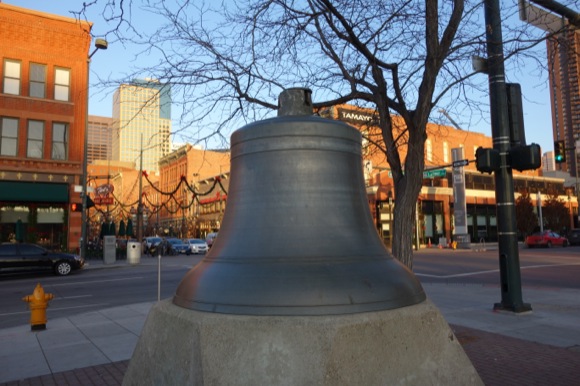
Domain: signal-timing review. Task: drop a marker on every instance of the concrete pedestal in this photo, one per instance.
(405, 346)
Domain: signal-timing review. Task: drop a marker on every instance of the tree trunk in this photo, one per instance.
(406, 195)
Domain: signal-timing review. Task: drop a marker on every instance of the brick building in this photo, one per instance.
(180, 213)
(43, 107)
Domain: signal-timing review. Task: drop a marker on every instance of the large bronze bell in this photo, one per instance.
(297, 236)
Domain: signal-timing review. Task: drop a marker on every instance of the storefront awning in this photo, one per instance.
(33, 191)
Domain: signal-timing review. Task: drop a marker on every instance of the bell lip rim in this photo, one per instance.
(301, 310)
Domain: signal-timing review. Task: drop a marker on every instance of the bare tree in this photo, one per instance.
(555, 213)
(229, 61)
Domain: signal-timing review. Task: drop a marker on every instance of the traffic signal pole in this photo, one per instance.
(509, 264)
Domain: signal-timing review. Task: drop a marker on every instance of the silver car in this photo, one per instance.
(197, 246)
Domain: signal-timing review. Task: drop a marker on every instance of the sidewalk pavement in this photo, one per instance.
(537, 348)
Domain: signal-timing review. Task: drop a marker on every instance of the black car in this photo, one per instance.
(574, 236)
(22, 256)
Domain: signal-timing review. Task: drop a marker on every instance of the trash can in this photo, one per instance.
(133, 252)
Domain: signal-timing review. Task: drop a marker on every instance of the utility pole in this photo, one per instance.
(140, 204)
(100, 44)
(510, 276)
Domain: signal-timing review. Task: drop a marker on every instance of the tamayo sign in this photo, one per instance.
(359, 117)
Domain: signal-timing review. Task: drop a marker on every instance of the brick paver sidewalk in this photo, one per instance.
(499, 360)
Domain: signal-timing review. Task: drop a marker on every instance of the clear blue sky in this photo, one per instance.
(116, 61)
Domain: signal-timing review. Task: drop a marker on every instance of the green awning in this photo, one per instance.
(33, 191)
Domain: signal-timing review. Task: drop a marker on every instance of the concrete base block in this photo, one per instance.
(405, 346)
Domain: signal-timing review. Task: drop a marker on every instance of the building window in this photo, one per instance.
(62, 84)
(9, 136)
(59, 141)
(12, 77)
(35, 139)
(429, 150)
(37, 80)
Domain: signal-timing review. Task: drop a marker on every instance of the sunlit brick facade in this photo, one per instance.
(43, 107)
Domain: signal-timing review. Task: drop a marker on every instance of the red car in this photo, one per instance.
(546, 239)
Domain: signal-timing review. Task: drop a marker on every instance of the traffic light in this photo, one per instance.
(559, 151)
(487, 160)
(74, 207)
(528, 157)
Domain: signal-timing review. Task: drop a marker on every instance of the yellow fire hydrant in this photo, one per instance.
(38, 302)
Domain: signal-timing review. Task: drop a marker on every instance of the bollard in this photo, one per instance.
(38, 302)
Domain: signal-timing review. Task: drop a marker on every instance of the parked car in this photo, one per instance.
(16, 256)
(197, 246)
(574, 236)
(149, 242)
(209, 239)
(546, 239)
(122, 243)
(178, 246)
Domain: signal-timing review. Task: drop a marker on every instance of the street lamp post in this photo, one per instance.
(100, 44)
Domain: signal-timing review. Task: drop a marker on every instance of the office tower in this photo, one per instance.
(100, 138)
(563, 70)
(142, 123)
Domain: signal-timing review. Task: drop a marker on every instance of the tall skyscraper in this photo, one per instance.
(142, 123)
(100, 138)
(564, 67)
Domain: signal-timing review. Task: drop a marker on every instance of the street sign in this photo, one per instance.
(434, 173)
(103, 200)
(460, 163)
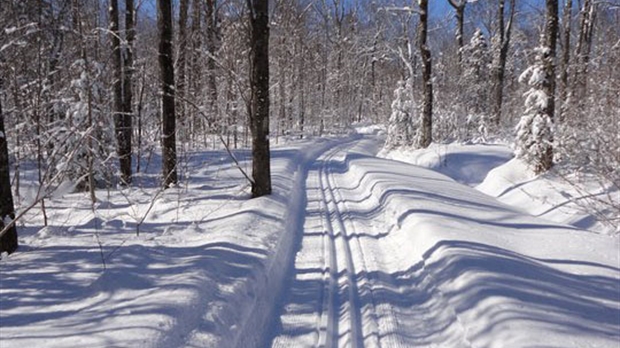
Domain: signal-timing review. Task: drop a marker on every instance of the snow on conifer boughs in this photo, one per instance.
(534, 137)
(400, 128)
(475, 83)
(85, 132)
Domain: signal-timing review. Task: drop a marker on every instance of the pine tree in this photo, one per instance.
(534, 140)
(400, 124)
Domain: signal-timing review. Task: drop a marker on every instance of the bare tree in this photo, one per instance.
(459, 13)
(565, 62)
(425, 132)
(501, 43)
(259, 118)
(166, 66)
(8, 240)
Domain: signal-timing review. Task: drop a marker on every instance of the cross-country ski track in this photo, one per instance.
(350, 250)
(361, 279)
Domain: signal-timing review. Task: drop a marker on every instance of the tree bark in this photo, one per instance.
(425, 134)
(548, 85)
(122, 119)
(261, 171)
(166, 66)
(584, 44)
(8, 241)
(181, 66)
(498, 67)
(128, 92)
(211, 48)
(565, 63)
(459, 9)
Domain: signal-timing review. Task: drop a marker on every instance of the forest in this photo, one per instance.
(90, 89)
(309, 173)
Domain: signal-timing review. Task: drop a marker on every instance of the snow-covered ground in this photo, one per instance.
(350, 250)
(491, 169)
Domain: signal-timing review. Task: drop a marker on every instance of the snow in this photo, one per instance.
(349, 250)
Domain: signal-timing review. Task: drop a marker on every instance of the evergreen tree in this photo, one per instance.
(400, 124)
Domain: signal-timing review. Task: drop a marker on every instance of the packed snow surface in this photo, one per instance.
(350, 250)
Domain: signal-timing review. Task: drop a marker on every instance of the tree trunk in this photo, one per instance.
(584, 44)
(548, 85)
(166, 66)
(127, 117)
(565, 63)
(8, 240)
(498, 67)
(211, 48)
(459, 9)
(117, 87)
(261, 171)
(425, 135)
(181, 65)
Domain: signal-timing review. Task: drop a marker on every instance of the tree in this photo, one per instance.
(122, 86)
(400, 123)
(566, 24)
(259, 118)
(459, 13)
(425, 131)
(500, 43)
(534, 132)
(474, 79)
(8, 239)
(166, 67)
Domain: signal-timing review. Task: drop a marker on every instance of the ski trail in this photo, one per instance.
(350, 289)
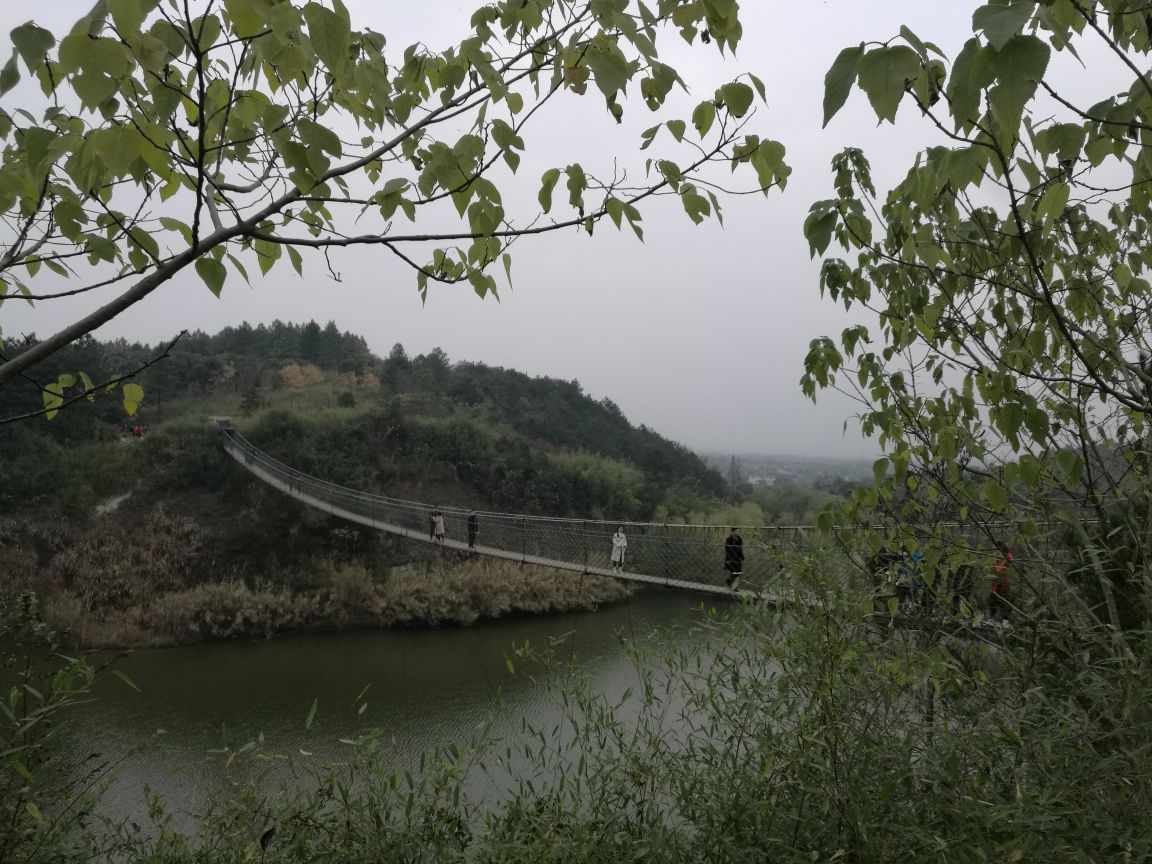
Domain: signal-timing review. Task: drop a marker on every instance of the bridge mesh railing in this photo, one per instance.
(690, 553)
(687, 553)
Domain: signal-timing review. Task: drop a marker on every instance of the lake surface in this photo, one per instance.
(422, 688)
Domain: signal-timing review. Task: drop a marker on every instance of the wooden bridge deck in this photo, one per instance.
(285, 486)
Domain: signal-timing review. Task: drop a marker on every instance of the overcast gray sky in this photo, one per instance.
(700, 331)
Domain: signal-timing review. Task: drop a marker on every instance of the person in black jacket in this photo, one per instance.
(474, 525)
(734, 556)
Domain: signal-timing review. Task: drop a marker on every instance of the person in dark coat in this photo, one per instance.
(734, 556)
(474, 527)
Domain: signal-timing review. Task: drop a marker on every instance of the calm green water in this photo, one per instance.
(425, 688)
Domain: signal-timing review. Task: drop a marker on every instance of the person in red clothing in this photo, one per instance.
(998, 592)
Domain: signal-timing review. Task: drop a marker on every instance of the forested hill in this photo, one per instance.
(318, 399)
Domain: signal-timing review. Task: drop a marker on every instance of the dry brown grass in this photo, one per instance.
(349, 597)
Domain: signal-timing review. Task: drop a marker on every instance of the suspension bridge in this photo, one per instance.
(682, 556)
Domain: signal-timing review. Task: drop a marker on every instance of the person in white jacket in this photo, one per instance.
(619, 544)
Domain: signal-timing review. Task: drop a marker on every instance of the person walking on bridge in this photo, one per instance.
(474, 527)
(734, 556)
(619, 544)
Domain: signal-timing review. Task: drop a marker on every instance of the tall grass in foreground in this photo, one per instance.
(803, 735)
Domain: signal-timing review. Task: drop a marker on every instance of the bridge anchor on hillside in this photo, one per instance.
(671, 555)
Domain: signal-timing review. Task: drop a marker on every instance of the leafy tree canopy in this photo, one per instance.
(1008, 378)
(229, 135)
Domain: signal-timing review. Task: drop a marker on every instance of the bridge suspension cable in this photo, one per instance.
(686, 556)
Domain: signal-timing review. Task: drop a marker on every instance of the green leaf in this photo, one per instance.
(739, 97)
(609, 68)
(128, 15)
(1020, 66)
(838, 83)
(53, 399)
(9, 75)
(213, 273)
(547, 183)
(885, 74)
(32, 43)
(247, 20)
(970, 74)
(880, 470)
(703, 118)
(1001, 22)
(133, 395)
(331, 35)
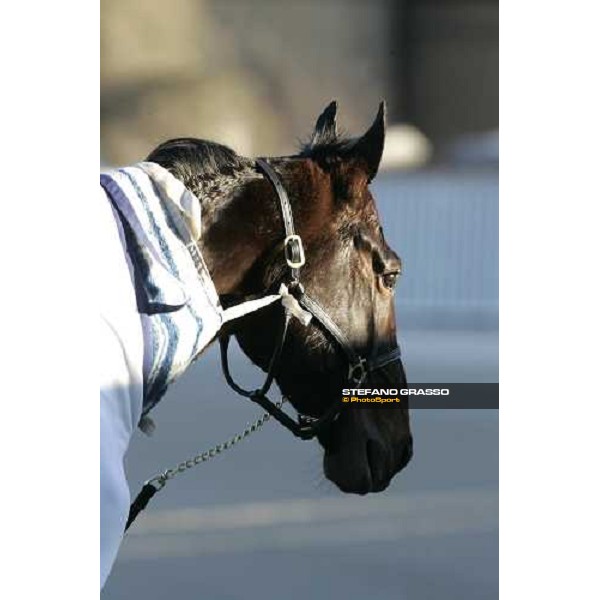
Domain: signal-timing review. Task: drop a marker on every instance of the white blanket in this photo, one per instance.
(159, 309)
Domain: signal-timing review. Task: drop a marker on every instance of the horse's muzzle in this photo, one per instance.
(359, 458)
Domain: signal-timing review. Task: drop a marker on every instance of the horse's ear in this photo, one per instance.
(368, 149)
(326, 128)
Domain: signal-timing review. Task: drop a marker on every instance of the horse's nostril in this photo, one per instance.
(376, 461)
(407, 453)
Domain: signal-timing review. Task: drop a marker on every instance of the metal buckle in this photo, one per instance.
(357, 372)
(294, 251)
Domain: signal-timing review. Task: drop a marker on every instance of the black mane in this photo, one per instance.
(328, 148)
(191, 158)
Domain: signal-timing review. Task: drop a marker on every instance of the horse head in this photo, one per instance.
(350, 270)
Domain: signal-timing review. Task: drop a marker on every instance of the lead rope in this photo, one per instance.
(158, 482)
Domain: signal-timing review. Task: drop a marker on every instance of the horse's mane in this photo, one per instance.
(212, 171)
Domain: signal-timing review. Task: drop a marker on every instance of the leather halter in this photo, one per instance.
(358, 367)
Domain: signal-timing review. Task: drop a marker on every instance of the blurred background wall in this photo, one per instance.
(255, 75)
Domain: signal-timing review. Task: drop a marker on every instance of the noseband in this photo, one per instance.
(358, 367)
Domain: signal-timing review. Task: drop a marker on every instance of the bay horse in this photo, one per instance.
(348, 275)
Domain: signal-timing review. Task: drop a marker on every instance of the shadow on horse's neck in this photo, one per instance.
(244, 224)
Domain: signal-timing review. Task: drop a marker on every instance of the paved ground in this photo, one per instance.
(261, 522)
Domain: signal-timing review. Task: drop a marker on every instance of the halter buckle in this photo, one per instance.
(294, 251)
(358, 371)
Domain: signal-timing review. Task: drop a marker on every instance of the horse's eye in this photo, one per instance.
(390, 279)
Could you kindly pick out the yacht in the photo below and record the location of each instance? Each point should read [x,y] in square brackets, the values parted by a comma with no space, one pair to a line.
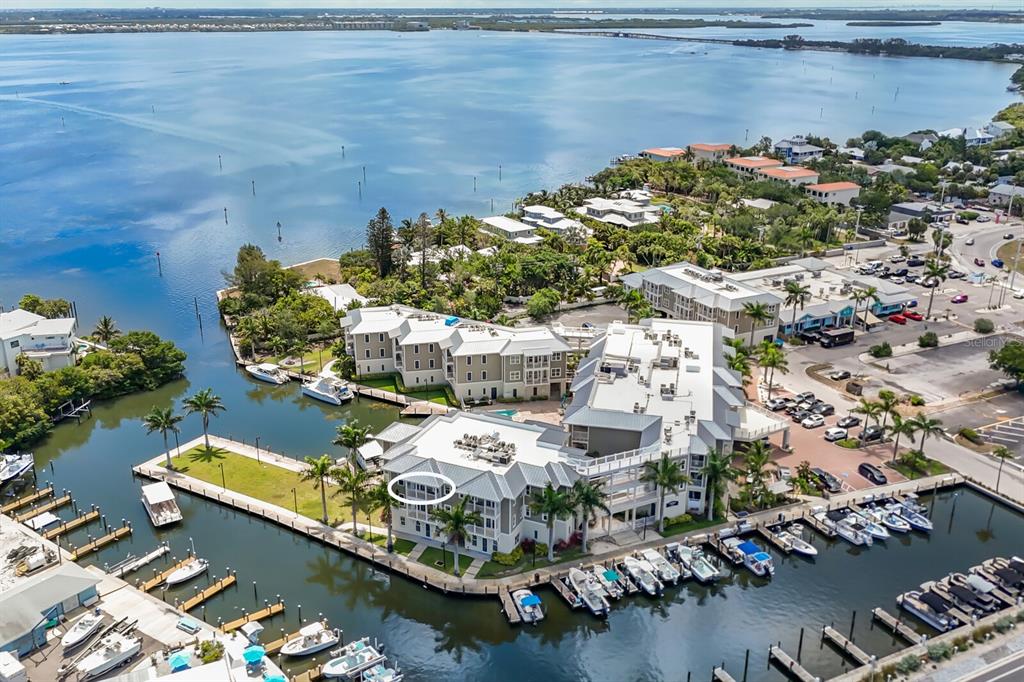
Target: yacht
[312,638]
[114,650]
[160,504]
[590,592]
[352,659]
[528,605]
[271,374]
[327,389]
[663,568]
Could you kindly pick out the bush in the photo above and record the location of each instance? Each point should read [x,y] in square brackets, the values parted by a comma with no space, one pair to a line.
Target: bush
[881,350]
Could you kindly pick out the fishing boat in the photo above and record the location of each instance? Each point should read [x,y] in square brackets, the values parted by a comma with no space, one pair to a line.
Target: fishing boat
[528,605]
[926,606]
[81,630]
[642,577]
[115,649]
[590,592]
[609,580]
[327,389]
[312,638]
[271,374]
[663,568]
[160,504]
[352,658]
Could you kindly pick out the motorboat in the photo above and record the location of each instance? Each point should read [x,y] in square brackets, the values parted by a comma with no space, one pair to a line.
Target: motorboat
[663,568]
[312,638]
[642,577]
[160,504]
[327,389]
[267,372]
[352,658]
[114,650]
[609,580]
[693,559]
[528,605]
[81,630]
[925,606]
[590,592]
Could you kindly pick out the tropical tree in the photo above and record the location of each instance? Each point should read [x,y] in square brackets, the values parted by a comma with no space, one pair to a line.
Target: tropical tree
[165,421]
[668,476]
[588,499]
[205,403]
[554,504]
[455,524]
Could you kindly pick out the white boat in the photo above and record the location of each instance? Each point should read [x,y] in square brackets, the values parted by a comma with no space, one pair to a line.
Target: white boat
[312,638]
[81,630]
[590,592]
[115,649]
[327,389]
[352,658]
[643,577]
[528,605]
[160,504]
[663,568]
[12,466]
[271,374]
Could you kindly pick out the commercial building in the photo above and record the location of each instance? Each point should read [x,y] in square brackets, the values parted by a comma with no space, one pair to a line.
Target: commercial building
[478,360]
[49,341]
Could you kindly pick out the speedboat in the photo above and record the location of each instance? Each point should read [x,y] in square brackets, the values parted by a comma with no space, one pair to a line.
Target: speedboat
[352,659]
[528,605]
[590,592]
[609,580]
[327,389]
[83,628]
[271,374]
[928,607]
[115,649]
[642,577]
[665,570]
[312,638]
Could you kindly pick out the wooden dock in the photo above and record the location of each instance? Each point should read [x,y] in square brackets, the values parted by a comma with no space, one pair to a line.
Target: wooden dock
[210,591]
[49,506]
[846,646]
[895,625]
[68,526]
[14,505]
[790,665]
[265,612]
[112,537]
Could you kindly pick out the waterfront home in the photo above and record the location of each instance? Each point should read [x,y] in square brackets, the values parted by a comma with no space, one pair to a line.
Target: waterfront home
[479,361]
[685,291]
[834,194]
[49,341]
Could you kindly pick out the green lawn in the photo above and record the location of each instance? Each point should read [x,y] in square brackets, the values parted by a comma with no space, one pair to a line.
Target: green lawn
[432,557]
[260,480]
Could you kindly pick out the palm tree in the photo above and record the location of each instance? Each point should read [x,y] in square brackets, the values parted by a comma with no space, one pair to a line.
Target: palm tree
[352,483]
[318,469]
[758,313]
[207,403]
[717,471]
[165,421]
[455,523]
[588,498]
[668,476]
[554,505]
[105,330]
[352,436]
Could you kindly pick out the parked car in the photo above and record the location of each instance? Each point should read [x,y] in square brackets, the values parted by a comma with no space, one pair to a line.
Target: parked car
[872,473]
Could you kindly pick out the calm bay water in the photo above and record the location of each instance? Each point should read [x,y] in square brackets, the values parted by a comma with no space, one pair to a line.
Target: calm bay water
[99,174]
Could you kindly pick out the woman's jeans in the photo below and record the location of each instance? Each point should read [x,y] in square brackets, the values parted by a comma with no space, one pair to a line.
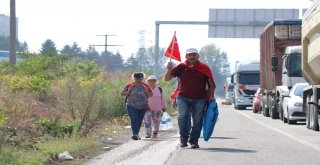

** PROBLEM DESCRIPTION **
Count the rows above that contain the word "yacht" and give only that number.

** TASK ANSWER **
2